- INSTRUCTIONS FOR THE TASK
Every line of the data below must be output exactly, with images left out.

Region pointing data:
◆ ◆ ◆

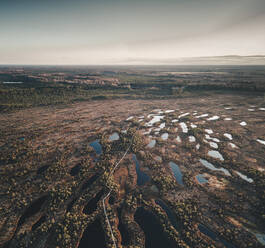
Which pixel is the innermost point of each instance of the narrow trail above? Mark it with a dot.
(103, 200)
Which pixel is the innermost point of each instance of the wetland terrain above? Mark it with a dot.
(132, 158)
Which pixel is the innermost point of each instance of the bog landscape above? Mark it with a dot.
(132, 156)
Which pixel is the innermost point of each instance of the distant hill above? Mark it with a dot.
(211, 60)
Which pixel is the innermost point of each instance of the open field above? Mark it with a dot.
(54, 173)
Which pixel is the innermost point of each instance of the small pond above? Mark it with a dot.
(177, 172)
(142, 177)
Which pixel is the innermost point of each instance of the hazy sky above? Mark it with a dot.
(128, 31)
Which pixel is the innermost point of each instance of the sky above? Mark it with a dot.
(85, 32)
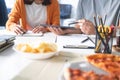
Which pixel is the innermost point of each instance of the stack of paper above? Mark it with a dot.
(6, 41)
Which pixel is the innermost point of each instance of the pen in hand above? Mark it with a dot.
(85, 40)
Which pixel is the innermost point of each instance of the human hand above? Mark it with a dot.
(18, 29)
(86, 26)
(57, 30)
(39, 29)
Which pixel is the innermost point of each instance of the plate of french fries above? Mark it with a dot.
(43, 50)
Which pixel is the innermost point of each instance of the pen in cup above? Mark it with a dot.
(88, 38)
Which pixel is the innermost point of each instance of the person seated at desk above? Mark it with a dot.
(3, 13)
(29, 14)
(85, 11)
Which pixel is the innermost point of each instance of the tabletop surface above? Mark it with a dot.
(16, 67)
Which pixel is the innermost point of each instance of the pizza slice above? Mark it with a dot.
(107, 62)
(76, 74)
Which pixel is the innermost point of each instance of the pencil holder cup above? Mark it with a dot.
(104, 40)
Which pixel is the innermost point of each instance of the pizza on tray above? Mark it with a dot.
(107, 62)
(77, 74)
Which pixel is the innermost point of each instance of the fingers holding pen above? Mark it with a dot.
(56, 30)
(18, 29)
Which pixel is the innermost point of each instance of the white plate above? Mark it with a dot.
(35, 55)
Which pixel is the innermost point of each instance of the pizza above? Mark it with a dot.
(77, 74)
(108, 62)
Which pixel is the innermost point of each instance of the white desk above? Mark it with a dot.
(15, 67)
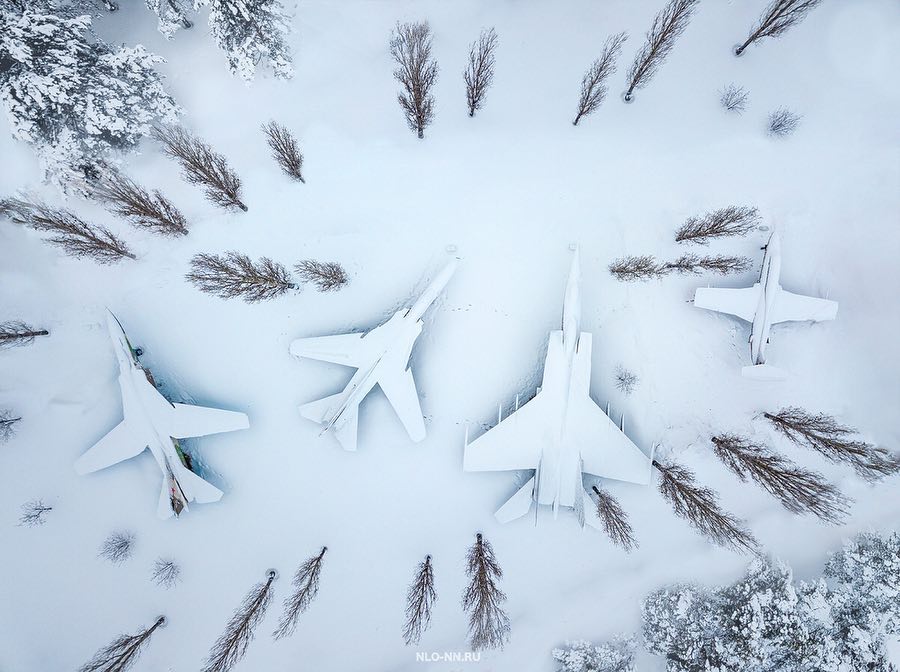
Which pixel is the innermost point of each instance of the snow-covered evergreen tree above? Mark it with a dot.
(250, 32)
(73, 96)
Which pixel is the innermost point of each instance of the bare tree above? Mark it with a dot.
(306, 587)
(284, 149)
(479, 73)
(416, 71)
(16, 332)
(667, 26)
(235, 275)
(201, 165)
(327, 276)
(419, 600)
(615, 520)
(123, 652)
(734, 98)
(700, 507)
(126, 198)
(722, 264)
(593, 84)
(782, 122)
(778, 17)
(824, 434)
(232, 644)
(626, 381)
(725, 222)
(33, 513)
(799, 490)
(118, 547)
(166, 572)
(75, 236)
(7, 424)
(488, 623)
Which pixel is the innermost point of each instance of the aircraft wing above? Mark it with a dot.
(400, 389)
(605, 450)
(185, 420)
(741, 303)
(119, 444)
(789, 307)
(515, 443)
(346, 349)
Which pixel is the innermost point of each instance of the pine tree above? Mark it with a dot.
(16, 333)
(123, 652)
(488, 623)
(799, 490)
(416, 71)
(593, 84)
(235, 275)
(667, 26)
(420, 599)
(74, 97)
(250, 32)
(306, 587)
(700, 507)
(232, 644)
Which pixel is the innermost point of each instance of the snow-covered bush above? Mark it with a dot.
(583, 656)
(73, 96)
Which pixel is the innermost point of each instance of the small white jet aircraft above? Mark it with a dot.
(765, 304)
(560, 433)
(151, 421)
(380, 356)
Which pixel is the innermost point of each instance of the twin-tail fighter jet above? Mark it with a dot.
(151, 421)
(765, 304)
(561, 433)
(380, 357)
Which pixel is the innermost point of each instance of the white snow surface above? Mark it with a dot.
(511, 189)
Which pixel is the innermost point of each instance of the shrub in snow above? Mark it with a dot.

◆ ◆ ◆

- REPLY TO THE EXERCISE
Which pixel is the innermost point of each instance of the narrow trail above? Mark it with a dot.
(103, 200)
Which pixel is the innermost point of each instance of the wetland terrain above? Mark it with a dot.
(132, 158)
Which pixel is the innermost point of each instance of the bog landscape above? Mark it with a dot.
(132, 156)
Which pixel is the innermost point of each instance of the distant hill above? Mark it with a dot.
(211, 60)
Which pixel is the innermost point of each instance of the open field above? Mark it with a dot.
(54, 173)
Which pixel is the innermost point of each instance of the small pond above? Mark it with a dot.
(177, 172)
(142, 177)
Which pixel is the innermost point of each instance of the hazy sky above? Mark it with a dot.
(128, 31)
Which pixel is the innermost point of each instance of the sky above? Mark it with a dot.
(85, 32)
Which pixel is the innermost point of each instance of the stack of paper above? Mark it with a dot.
(6, 41)
Which pixel is the innermost point of each instance of the pen in hand above? Mark it with a dot.
(85, 40)
Which pixel is the innermost point of each instance of the human hand above? Mark it with a dot.
(18, 29)
(86, 26)
(57, 30)
(39, 29)
Which pixel is the innermost point of each instance of the plate of french fries above? Mark it with a dot.
(43, 50)
Which pixel is the innermost point of each instance of the pen in cup above? Mark it with a dot.
(88, 38)
Which pixel is the innermost point of each instance of the person seated at desk above? Mark it with a dot.
(3, 13)
(29, 14)
(85, 11)
Which pixel is the innermost point of each instance of the tabletop surface above? Mark it with a dot.
(16, 67)
Which pixel is the innermost point of each instance of the pizza slice above? Mark it with a dot.
(107, 62)
(76, 74)
Which pixel is the innermost point of each instance of the pencil holder cup above? Mark it with a dot.
(104, 40)
Which pixel is the innermost point of each instance of the pizza on tray above? Mark it with a dot.
(107, 62)
(77, 74)
Which pixel is the innermost point of each instance of the fingers holding pen above? Mark it with a dot.
(56, 30)
(18, 29)
Which pixel is the innermost point of each instance of the white plate above? Mark it with a dot.
(35, 55)
Which pixel is the innermost point of each instance of the pizza above? Mark it with a dot.
(77, 74)
(108, 62)
Which pixel is the innermost point of each instance of the white desk above? Mark it with a dot.
(15, 67)
Which pixel is the innermost point of each instance of the snow-covered evergreen tree above? Mark it with a dot.
(250, 32)
(73, 96)
Which pixel is the innermost point of each instance of the bare tree above? Mark it with a dot.
(306, 587)
(284, 149)
(479, 73)
(416, 71)
(16, 332)
(667, 26)
(235, 275)
(201, 165)
(327, 276)
(419, 600)
(615, 520)
(123, 652)
(734, 98)
(700, 507)
(126, 198)
(722, 264)
(593, 84)
(782, 122)
(778, 17)
(824, 434)
(232, 644)
(626, 381)
(725, 222)
(33, 513)
(799, 490)
(118, 547)
(166, 572)
(75, 236)
(7, 424)
(488, 623)
Which pixel is the innermost point of each instance of the aircraft wing above? Mark it with a dot.
(400, 389)
(605, 450)
(185, 420)
(741, 303)
(119, 444)
(789, 307)
(515, 443)
(346, 349)
Which pixel is the innermost point of each instance of the pine tree above? Mark it with a dot.
(16, 333)
(123, 652)
(488, 623)
(799, 490)
(416, 71)
(593, 84)
(235, 275)
(667, 26)
(420, 599)
(74, 97)
(250, 32)
(306, 587)
(700, 507)
(232, 644)
Which pixel is the innermost point of each instance of the snow-covered bush above? Mark it with a dot.
(583, 656)
(73, 96)
Which pixel is the innermost point of each instance of the small white jet aircraft above? Mark it with a dot.
(765, 304)
(560, 433)
(151, 421)
(380, 356)
Which pixel is the innermost point of each instance of the twin-tail fighter jet above? Mark it with a dot.
(151, 421)
(765, 304)
(561, 433)
(380, 357)
Which pixel is the innermost point of each instance of the white snow surface above? Mark it with a dot.
(511, 189)
Which pixel is the innermost point of each instance of the shrub in snow above? Mark it with a dot.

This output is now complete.